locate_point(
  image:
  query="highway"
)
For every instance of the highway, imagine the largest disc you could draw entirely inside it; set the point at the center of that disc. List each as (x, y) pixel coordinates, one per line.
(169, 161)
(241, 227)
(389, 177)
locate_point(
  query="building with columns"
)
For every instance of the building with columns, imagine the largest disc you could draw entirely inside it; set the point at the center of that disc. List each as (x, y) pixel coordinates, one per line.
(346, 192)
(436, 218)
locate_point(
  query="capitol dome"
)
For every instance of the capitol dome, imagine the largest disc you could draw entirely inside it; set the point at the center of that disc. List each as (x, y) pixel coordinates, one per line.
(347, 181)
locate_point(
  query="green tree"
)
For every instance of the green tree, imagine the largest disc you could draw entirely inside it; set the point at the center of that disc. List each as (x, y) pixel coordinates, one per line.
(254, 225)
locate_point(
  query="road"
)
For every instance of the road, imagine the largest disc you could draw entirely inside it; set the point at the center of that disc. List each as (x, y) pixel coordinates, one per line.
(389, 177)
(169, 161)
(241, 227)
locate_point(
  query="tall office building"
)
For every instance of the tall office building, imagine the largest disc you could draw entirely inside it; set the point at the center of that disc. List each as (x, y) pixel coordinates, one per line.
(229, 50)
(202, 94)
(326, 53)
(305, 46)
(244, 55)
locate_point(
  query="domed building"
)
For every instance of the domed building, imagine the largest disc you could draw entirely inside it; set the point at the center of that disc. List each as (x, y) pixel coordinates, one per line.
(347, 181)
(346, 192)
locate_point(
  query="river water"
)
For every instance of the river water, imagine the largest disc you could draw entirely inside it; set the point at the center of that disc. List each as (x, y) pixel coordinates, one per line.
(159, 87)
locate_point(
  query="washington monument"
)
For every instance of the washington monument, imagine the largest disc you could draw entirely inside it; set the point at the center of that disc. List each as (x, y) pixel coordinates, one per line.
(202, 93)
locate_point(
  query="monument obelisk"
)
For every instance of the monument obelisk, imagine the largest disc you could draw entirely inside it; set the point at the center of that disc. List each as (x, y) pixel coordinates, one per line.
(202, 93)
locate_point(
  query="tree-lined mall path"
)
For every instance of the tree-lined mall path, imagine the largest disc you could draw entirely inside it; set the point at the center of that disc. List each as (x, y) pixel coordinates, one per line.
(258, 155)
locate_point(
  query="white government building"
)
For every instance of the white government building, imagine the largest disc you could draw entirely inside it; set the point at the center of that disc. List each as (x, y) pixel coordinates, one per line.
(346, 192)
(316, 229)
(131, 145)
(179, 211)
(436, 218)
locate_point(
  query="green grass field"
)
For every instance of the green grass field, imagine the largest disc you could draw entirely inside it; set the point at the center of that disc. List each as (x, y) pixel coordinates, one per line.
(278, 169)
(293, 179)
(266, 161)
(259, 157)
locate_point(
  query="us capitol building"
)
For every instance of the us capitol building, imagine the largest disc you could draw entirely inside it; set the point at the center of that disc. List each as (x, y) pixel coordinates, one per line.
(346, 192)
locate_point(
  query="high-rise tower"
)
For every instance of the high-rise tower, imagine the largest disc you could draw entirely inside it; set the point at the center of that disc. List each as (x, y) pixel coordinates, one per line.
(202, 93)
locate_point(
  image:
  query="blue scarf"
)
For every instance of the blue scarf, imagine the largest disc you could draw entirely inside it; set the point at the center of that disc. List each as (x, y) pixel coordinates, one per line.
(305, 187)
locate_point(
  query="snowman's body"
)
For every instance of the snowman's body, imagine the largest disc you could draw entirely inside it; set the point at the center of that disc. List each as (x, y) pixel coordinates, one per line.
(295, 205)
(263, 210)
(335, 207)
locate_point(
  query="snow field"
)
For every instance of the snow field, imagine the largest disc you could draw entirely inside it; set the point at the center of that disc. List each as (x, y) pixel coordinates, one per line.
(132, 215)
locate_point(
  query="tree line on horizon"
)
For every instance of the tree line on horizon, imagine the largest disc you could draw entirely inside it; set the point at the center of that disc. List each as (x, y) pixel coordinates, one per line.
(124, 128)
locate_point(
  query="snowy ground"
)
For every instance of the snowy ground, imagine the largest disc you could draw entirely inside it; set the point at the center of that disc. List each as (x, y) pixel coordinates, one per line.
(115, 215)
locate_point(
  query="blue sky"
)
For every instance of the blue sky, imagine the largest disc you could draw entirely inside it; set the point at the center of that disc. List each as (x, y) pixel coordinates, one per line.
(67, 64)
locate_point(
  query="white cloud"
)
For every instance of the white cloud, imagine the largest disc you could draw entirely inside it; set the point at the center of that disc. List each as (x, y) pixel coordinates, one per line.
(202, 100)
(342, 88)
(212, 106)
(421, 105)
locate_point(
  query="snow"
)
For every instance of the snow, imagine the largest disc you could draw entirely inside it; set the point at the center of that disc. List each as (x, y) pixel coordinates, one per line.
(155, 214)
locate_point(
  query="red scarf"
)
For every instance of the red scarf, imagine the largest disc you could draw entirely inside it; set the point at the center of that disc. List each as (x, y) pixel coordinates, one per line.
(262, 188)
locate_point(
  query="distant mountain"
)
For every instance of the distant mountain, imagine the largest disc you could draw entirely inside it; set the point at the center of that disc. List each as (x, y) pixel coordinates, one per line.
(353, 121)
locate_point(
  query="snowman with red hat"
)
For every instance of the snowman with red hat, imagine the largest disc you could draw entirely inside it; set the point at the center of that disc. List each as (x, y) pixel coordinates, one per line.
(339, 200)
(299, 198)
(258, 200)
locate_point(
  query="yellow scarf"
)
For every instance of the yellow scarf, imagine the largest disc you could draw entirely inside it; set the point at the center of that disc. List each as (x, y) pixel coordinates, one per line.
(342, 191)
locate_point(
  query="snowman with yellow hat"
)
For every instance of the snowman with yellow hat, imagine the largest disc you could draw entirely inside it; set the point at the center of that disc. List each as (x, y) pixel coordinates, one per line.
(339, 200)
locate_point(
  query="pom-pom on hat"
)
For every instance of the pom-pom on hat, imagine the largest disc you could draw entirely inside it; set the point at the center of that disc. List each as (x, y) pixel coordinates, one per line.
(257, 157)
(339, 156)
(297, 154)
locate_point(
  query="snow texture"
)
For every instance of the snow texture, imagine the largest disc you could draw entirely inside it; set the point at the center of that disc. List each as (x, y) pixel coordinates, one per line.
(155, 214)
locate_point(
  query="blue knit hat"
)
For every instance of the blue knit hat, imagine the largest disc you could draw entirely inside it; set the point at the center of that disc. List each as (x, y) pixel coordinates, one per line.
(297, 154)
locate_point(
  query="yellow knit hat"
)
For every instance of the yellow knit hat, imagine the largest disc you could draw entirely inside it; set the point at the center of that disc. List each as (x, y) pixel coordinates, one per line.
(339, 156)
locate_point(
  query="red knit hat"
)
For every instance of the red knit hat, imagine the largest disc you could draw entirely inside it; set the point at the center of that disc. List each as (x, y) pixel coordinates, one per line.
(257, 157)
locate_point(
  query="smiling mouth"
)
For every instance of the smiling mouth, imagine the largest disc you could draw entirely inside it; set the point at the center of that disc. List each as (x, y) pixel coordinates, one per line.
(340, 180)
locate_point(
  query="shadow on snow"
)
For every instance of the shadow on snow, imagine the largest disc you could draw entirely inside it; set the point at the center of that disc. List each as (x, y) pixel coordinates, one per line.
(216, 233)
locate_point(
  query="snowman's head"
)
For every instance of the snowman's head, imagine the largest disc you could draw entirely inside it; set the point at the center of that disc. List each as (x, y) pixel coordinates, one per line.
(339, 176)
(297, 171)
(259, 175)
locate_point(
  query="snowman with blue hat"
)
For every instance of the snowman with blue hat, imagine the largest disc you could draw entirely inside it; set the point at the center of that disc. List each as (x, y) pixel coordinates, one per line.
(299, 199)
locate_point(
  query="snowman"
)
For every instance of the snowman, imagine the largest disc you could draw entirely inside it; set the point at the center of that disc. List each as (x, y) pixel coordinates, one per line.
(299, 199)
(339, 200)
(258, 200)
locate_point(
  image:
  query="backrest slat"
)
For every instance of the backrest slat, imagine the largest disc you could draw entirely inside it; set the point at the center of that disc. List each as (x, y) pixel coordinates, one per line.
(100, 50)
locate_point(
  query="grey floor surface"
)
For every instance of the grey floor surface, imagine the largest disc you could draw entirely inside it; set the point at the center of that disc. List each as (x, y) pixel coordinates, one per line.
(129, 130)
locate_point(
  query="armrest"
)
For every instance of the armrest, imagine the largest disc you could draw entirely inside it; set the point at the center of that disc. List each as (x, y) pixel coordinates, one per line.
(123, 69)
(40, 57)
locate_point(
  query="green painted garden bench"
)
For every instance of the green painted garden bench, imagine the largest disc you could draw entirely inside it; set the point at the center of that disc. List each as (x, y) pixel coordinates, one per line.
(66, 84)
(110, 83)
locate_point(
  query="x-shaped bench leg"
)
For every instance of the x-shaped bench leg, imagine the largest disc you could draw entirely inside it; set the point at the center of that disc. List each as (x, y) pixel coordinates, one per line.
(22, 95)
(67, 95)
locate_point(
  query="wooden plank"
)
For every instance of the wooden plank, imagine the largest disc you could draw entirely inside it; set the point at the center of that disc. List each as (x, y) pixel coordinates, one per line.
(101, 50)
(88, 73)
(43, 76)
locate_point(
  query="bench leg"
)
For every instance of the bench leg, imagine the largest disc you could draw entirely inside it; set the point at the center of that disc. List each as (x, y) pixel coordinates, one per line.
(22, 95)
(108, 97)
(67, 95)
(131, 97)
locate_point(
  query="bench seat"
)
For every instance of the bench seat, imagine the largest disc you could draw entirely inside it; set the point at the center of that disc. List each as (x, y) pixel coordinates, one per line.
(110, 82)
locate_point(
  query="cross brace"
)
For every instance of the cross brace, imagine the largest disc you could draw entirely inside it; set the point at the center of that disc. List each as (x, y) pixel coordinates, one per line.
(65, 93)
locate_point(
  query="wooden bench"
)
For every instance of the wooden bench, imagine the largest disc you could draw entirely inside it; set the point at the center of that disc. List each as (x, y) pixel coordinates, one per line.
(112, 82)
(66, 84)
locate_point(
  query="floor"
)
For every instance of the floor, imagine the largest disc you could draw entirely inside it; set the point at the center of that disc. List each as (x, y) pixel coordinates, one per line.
++++++++
Stated goal: Pull out each line of the records that contains the word "green", and copy it in full.

Expected output:
  query="green tree"
For every instance of the green tree, imagine the largest disc you could draw entirely inside it; set the point at the center of that disc. List each as (x, y) pixel coordinates, one per line.
  query="green grass field"
For every instance of the green grass field, imagine the largest disc you could draw entirely inside it; set the point at the center of that disc. List each as (x, y) pixel coordinates, one per line.
  query="green painted garden bench"
For every instance of the green painted garden bench, imagine the largest disc you could draw entirely inside it; set the point at the center of that disc. List each as (x, y) pixel coordinates, one per line.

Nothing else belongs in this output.